◆ **Data to process**:
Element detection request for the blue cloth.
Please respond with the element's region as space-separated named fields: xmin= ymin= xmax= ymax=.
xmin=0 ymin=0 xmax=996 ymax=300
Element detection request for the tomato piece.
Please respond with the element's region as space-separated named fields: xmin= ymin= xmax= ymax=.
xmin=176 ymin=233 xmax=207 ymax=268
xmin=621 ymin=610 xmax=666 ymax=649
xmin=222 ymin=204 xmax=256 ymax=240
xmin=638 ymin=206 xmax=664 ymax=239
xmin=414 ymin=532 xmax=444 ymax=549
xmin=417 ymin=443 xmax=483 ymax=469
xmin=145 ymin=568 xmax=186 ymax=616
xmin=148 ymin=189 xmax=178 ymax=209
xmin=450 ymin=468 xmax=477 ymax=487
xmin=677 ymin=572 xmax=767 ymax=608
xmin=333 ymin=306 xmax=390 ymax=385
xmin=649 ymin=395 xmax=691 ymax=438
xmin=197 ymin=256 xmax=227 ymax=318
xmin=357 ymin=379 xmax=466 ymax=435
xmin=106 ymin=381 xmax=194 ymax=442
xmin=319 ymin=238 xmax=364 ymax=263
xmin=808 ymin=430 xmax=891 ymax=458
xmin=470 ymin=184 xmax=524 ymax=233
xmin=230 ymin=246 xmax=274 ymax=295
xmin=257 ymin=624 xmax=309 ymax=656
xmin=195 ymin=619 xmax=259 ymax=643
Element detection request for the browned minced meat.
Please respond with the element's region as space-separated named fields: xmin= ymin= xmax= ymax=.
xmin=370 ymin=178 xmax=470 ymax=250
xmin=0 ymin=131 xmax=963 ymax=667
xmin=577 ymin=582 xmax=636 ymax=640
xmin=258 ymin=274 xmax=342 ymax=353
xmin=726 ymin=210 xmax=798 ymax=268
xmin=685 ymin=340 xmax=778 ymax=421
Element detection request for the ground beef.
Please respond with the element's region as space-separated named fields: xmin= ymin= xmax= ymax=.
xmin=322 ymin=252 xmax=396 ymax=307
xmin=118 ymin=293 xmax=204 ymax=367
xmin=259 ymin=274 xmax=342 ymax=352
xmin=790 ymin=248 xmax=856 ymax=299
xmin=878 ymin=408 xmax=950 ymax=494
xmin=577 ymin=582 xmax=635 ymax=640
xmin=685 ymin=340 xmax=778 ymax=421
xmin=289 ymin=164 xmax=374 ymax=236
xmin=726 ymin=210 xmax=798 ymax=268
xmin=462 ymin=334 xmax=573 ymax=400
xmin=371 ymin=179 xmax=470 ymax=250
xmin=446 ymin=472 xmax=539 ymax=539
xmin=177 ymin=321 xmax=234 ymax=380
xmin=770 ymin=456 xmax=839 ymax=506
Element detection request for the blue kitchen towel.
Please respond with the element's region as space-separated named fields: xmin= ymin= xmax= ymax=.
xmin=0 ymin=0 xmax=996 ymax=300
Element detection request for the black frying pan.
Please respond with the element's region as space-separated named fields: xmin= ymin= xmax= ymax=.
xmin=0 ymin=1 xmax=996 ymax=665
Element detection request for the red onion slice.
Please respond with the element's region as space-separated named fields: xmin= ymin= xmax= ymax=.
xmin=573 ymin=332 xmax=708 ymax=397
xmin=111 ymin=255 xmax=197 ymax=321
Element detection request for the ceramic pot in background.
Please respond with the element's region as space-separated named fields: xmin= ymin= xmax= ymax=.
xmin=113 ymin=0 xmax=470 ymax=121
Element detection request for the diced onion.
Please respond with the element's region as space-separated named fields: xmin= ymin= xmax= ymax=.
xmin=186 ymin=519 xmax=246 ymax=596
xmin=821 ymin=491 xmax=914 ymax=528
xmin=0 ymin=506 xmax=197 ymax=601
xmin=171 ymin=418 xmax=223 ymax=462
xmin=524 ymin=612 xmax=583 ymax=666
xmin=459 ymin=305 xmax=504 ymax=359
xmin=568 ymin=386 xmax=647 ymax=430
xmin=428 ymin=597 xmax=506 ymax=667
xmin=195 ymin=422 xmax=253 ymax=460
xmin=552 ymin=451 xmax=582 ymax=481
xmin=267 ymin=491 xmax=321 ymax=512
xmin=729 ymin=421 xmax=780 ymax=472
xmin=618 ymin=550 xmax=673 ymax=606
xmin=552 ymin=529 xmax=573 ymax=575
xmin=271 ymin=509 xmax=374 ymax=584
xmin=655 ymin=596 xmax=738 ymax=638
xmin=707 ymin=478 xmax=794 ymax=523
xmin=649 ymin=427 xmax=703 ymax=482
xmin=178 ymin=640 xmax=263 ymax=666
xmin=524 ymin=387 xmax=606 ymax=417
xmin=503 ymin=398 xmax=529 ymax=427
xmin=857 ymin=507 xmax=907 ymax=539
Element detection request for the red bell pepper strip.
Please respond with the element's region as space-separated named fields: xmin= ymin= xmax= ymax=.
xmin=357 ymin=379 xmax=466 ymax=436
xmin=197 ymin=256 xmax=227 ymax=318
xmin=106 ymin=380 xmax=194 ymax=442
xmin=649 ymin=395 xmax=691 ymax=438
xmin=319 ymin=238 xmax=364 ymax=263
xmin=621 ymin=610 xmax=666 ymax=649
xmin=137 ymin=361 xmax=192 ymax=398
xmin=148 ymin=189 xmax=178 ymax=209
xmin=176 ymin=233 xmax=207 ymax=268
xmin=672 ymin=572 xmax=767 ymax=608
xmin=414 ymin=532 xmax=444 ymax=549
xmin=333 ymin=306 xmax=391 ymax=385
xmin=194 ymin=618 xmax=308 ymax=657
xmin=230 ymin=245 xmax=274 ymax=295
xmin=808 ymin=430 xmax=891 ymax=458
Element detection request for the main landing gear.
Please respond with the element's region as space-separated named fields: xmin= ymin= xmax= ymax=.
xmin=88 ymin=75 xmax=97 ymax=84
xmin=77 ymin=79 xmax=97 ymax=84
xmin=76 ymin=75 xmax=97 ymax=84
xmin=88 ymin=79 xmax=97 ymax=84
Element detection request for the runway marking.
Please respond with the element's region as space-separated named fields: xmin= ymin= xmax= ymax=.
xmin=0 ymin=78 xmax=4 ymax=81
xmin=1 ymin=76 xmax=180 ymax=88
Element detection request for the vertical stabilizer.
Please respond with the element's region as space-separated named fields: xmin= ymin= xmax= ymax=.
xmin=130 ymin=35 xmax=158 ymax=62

◆ **Problem statement**:
Copy out the material word for word and line for line.

◆ **Reply to the task**:
Element detection request for the blue cloth.
Please respond with the element's region as space-separated named fields: xmin= ymin= xmax= ymax=.
xmin=0 ymin=0 xmax=996 ymax=300
Element detection request for the tomato piece.
Please respond with the element's region as space-separated named fields: xmin= ymin= xmax= ymax=.
xmin=176 ymin=233 xmax=207 ymax=268
xmin=621 ymin=610 xmax=666 ymax=649
xmin=222 ymin=204 xmax=256 ymax=240
xmin=638 ymin=206 xmax=664 ymax=239
xmin=414 ymin=532 xmax=444 ymax=549
xmin=417 ymin=443 xmax=483 ymax=469
xmin=145 ymin=568 xmax=186 ymax=616
xmin=148 ymin=189 xmax=178 ymax=209
xmin=450 ymin=468 xmax=477 ymax=487
xmin=677 ymin=572 xmax=767 ymax=608
xmin=333 ymin=306 xmax=390 ymax=385
xmin=649 ymin=395 xmax=691 ymax=438
xmin=197 ymin=256 xmax=227 ymax=318
xmin=357 ymin=379 xmax=466 ymax=435
xmin=106 ymin=381 xmax=194 ymax=442
xmin=319 ymin=238 xmax=364 ymax=263
xmin=808 ymin=430 xmax=891 ymax=458
xmin=470 ymin=184 xmax=524 ymax=233
xmin=230 ymin=246 xmax=274 ymax=295
xmin=257 ymin=624 xmax=309 ymax=656
xmin=195 ymin=619 xmax=259 ymax=643
Element detection request for the browned minced meat.
Please respond with the element's region as space-separated named fields: xmin= ymin= xmax= ymax=.
xmin=370 ymin=178 xmax=470 ymax=250
xmin=0 ymin=131 xmax=963 ymax=667
xmin=577 ymin=582 xmax=636 ymax=640
xmin=258 ymin=274 xmax=342 ymax=353
xmin=726 ymin=210 xmax=798 ymax=268
xmin=685 ymin=340 xmax=778 ymax=421
Element detection request for the ground beef.
Please respond with the element's region as space-separated named fields: xmin= ymin= xmax= ymax=.
xmin=322 ymin=252 xmax=396 ymax=307
xmin=118 ymin=293 xmax=204 ymax=367
xmin=259 ymin=274 xmax=342 ymax=352
xmin=790 ymin=248 xmax=856 ymax=299
xmin=878 ymin=408 xmax=950 ymax=494
xmin=577 ymin=582 xmax=635 ymax=640
xmin=685 ymin=340 xmax=778 ymax=421
xmin=289 ymin=164 xmax=374 ymax=236
xmin=726 ymin=210 xmax=798 ymax=268
xmin=462 ymin=334 xmax=573 ymax=400
xmin=371 ymin=179 xmax=470 ymax=250
xmin=446 ymin=472 xmax=539 ymax=539
xmin=177 ymin=321 xmax=234 ymax=380
xmin=770 ymin=456 xmax=839 ymax=506
Element detection request for the blue kitchen towel.
Please respond with the element's region as space-separated named fields: xmin= ymin= xmax= ymax=.
xmin=0 ymin=0 xmax=996 ymax=300
Element detection request for the black frying pan.
Please respond with the element's region as space-separated named fields: xmin= ymin= xmax= ymax=.
xmin=0 ymin=1 xmax=996 ymax=665
Element detection request for the red onion slice.
Please respond with the element's region as space-separated named fields: xmin= ymin= xmax= ymax=.
xmin=573 ymin=332 xmax=708 ymax=397
xmin=111 ymin=255 xmax=197 ymax=321
Element detection request for the ceramic pot in background.
Please respond with the element's region as space-separated named fields: xmin= ymin= xmax= ymax=.
xmin=113 ymin=0 xmax=470 ymax=121
Element detection request for the diced onion.
Please respond with the element's region as space-separated named fields: xmin= ymin= xmax= ymax=.
xmin=186 ymin=519 xmax=246 ymax=596
xmin=821 ymin=491 xmax=914 ymax=528
xmin=0 ymin=506 xmax=197 ymax=601
xmin=171 ymin=418 xmax=223 ymax=462
xmin=524 ymin=612 xmax=583 ymax=666
xmin=459 ymin=305 xmax=504 ymax=359
xmin=568 ymin=386 xmax=647 ymax=430
xmin=428 ymin=597 xmax=506 ymax=667
xmin=195 ymin=422 xmax=253 ymax=460
xmin=552 ymin=451 xmax=582 ymax=481
xmin=267 ymin=491 xmax=321 ymax=512
xmin=729 ymin=421 xmax=780 ymax=472
xmin=618 ymin=550 xmax=673 ymax=606
xmin=552 ymin=529 xmax=573 ymax=575
xmin=271 ymin=509 xmax=374 ymax=584
xmin=655 ymin=596 xmax=738 ymax=638
xmin=707 ymin=478 xmax=794 ymax=523
xmin=649 ymin=427 xmax=703 ymax=482
xmin=178 ymin=640 xmax=263 ymax=666
xmin=524 ymin=387 xmax=606 ymax=417
xmin=503 ymin=398 xmax=529 ymax=427
xmin=857 ymin=507 xmax=907 ymax=539
Element detection request for the red bell pepper strip.
Please respond with the element's region as space-separated named fields: xmin= ymin= xmax= ymax=.
xmin=357 ymin=379 xmax=466 ymax=436
xmin=197 ymin=256 xmax=227 ymax=318
xmin=106 ymin=380 xmax=194 ymax=442
xmin=649 ymin=395 xmax=691 ymax=438
xmin=319 ymin=238 xmax=364 ymax=263
xmin=621 ymin=610 xmax=666 ymax=649
xmin=137 ymin=361 xmax=192 ymax=398
xmin=148 ymin=189 xmax=178 ymax=209
xmin=176 ymin=233 xmax=207 ymax=268
xmin=672 ymin=572 xmax=767 ymax=608
xmin=414 ymin=532 xmax=444 ymax=549
xmin=333 ymin=306 xmax=391 ymax=385
xmin=194 ymin=618 xmax=308 ymax=657
xmin=230 ymin=245 xmax=274 ymax=295
xmin=808 ymin=430 xmax=891 ymax=458
Element detection request for the main landing gear.
Please respond with the element's region as space-separated named fields: xmin= ymin= xmax= ymax=.
xmin=88 ymin=75 xmax=97 ymax=84
xmin=77 ymin=79 xmax=97 ymax=84
xmin=76 ymin=75 xmax=97 ymax=84
xmin=88 ymin=79 xmax=97 ymax=84
Element detection request for the runway marking.
Please respond with the element's region as space-separated named fields: xmin= ymin= xmax= ymax=.
xmin=0 ymin=78 xmax=4 ymax=81
xmin=1 ymin=76 xmax=180 ymax=88
Element detection request for the vertical stabilizer.
Please respond with the element's region as space-separated named fields: xmin= ymin= xmax= ymax=.
xmin=130 ymin=35 xmax=158 ymax=62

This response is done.